*What the task requires*.
Reproduce every line of the data below verbatim, without any alteration.

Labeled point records
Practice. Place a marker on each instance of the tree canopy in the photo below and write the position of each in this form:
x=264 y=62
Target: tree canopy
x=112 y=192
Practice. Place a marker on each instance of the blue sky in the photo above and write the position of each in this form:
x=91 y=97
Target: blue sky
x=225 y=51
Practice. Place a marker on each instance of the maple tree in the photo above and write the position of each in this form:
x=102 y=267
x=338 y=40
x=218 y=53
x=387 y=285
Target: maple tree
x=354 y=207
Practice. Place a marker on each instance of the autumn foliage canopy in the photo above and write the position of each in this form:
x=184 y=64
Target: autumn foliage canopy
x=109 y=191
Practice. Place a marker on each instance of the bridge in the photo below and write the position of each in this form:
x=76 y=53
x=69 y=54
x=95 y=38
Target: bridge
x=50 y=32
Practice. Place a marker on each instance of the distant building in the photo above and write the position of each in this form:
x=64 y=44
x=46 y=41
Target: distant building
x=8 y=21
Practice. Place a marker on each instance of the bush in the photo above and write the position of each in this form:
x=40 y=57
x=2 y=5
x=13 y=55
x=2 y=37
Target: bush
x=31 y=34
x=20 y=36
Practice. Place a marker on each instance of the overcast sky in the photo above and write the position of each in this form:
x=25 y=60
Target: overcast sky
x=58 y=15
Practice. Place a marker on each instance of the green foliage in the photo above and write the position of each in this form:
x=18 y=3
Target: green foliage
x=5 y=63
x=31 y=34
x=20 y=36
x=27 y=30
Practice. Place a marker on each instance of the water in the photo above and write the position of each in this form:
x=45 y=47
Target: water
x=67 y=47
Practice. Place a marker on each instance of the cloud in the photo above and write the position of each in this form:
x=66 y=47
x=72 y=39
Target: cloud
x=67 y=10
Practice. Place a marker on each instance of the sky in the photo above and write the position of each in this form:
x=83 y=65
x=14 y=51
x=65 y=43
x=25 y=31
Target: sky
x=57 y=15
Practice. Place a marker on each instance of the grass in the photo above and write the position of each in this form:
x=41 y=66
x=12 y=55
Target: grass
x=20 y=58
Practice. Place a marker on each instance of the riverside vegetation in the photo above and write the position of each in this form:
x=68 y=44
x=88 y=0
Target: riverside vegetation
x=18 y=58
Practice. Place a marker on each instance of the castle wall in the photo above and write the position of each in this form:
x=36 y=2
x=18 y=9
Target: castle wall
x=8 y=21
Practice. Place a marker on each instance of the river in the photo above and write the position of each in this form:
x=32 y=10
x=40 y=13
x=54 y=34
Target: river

*Written answer*.
Practice. Place a marker on each instance of the tree canopy in the photo below and write the position of each in this form:
x=264 y=62
Target: tree canopy
x=112 y=192
Practice. Place a marker on each instance of the blue sky in the photo above and write the position of each in this form:
x=91 y=97
Target: blue sky
x=225 y=51
Practice. Place a marker on each instance of the maple tree in the photo above and write the position of each in this form:
x=102 y=267
x=338 y=40
x=218 y=53
x=387 y=285
Target: maple tree
x=354 y=207
Practice. Place a marker on each instance of the autumn foliage canopy in the photo above and write the position of each in this form:
x=184 y=64
Target: autumn foliage canopy
x=109 y=191
Practice. Place a marker on each instance of the bridge in the photo below and write the position of each in this form:
x=76 y=53
x=69 y=54
x=95 y=38
Target: bridge
x=50 y=32
Practice. Place a marker on each instance of the distant building in the photo above and write the position of each in this form:
x=64 y=44
x=46 y=41
Target: distant building
x=8 y=21
Practice. Place a marker on each instance of the bush in the photo above and write the position of each in this form:
x=40 y=57
x=2 y=5
x=13 y=55
x=2 y=37
Target: bush
x=31 y=34
x=20 y=36
Practice. Place a marker on each instance of the overcast sky in the photo above and write the position of each in this form:
x=25 y=60
Target: overcast sky
x=58 y=15
Practice. Place a marker on each instance of the green foliage in the photo above and write the position of each in this form:
x=18 y=3
Target: green foliage
x=5 y=63
x=31 y=34
x=20 y=36
x=27 y=30
Practice. Place a marker on each instance of the water in the photo above and write the position of each in this form:
x=45 y=47
Target: water
x=67 y=47
Practice. Place a marker on each instance of the cloud in the photo above and write the position of each in this form:
x=66 y=47
x=72 y=39
Target: cloud
x=67 y=10
Practice. Place a marker on each instance of the sky in the photo above and write the position of each in this form:
x=83 y=65
x=14 y=51
x=65 y=43
x=25 y=31
Target: sky
x=57 y=15
Practice. Place a marker on each instance of the grass in the photo above and write the position of each in this form:
x=41 y=66
x=12 y=55
Target: grass
x=20 y=58
Practice. Place a marker on each instance of the riverside vegetation in the photo above and write the position of each in this form:
x=68 y=44
x=88 y=0
Target: riverside vegetation
x=18 y=58
Practice. Place a marker on each instance of the castle wall in the photo above and write the position of each in this form:
x=36 y=2
x=18 y=9
Target: castle wall
x=8 y=21
Practice. Place a marker on each instance of the river in the photo above and write the position of each in this form:
x=32 y=10
x=40 y=13
x=54 y=34
Target: river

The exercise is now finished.